### Job
Repeat verbatim every line of the material, beginning at the line that holds "open field with a single marker." and ending at its last line.

### Exercise material
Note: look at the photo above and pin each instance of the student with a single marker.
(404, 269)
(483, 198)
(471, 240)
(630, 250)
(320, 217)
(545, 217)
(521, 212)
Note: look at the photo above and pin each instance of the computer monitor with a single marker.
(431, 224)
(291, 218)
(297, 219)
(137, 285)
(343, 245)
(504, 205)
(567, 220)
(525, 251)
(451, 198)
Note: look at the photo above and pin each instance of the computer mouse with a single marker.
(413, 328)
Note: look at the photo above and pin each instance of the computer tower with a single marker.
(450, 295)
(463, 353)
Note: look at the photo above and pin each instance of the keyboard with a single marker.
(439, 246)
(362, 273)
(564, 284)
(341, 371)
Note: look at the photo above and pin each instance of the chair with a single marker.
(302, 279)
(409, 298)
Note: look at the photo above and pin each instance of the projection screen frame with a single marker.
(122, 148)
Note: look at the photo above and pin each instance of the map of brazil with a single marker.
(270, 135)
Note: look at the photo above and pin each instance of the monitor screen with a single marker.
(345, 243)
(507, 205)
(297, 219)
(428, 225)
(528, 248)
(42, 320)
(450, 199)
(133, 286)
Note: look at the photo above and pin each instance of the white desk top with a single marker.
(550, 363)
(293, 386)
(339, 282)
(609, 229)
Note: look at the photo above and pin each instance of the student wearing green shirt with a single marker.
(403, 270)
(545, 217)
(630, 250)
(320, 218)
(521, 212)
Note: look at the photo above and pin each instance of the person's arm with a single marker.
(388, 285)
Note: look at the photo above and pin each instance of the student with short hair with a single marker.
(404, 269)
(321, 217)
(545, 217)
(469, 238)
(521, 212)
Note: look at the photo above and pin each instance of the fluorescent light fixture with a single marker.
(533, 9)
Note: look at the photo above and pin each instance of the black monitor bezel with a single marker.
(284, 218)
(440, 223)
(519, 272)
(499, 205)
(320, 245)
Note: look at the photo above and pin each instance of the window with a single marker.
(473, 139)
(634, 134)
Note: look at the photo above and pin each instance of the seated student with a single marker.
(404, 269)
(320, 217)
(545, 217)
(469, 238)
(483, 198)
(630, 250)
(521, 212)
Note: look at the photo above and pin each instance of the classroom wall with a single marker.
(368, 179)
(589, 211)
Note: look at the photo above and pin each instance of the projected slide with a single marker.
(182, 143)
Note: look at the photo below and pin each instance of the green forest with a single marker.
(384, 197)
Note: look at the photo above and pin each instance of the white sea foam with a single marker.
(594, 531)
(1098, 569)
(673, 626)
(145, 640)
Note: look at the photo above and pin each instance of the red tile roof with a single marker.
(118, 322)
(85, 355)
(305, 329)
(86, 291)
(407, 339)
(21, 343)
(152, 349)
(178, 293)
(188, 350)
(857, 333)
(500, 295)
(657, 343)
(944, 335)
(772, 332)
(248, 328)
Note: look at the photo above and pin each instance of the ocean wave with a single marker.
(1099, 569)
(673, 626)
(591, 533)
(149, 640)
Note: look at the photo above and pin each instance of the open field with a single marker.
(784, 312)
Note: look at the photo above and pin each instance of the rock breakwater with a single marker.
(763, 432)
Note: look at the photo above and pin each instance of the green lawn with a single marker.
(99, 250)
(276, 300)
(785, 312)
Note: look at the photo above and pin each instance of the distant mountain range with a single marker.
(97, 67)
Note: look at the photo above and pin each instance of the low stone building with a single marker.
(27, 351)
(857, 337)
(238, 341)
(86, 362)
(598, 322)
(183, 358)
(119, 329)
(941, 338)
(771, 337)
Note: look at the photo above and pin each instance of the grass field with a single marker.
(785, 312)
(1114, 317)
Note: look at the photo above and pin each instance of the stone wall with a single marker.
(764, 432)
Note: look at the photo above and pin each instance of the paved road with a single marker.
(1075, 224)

### Task output
Note: look at the photo above and pin each instance of the open field with a single marker.
(784, 312)
Note: look at the photo above and pin each instance of the rock breakwater with a single marker.
(763, 432)
Note: look at the photo above and pin each instance of the green lawn with a single marker.
(99, 250)
(276, 300)
(785, 312)
Note: look at the photo above and pin each instance of the distant mountain range with a single marker.
(97, 67)
Note: look at the photo above and pin each instance of the low stone building with a single marker.
(27, 351)
(857, 337)
(238, 341)
(86, 362)
(598, 322)
(183, 358)
(119, 329)
(941, 338)
(771, 337)
Note: look at the photo above and pin each instance of the grass field with a single marker.
(785, 312)
(1114, 317)
Note: look at the photo above and pin each instance of the stone wall with a single marker.
(764, 432)
Note: look at the photo above and pin each instance of the paved road with a single marker.
(1075, 224)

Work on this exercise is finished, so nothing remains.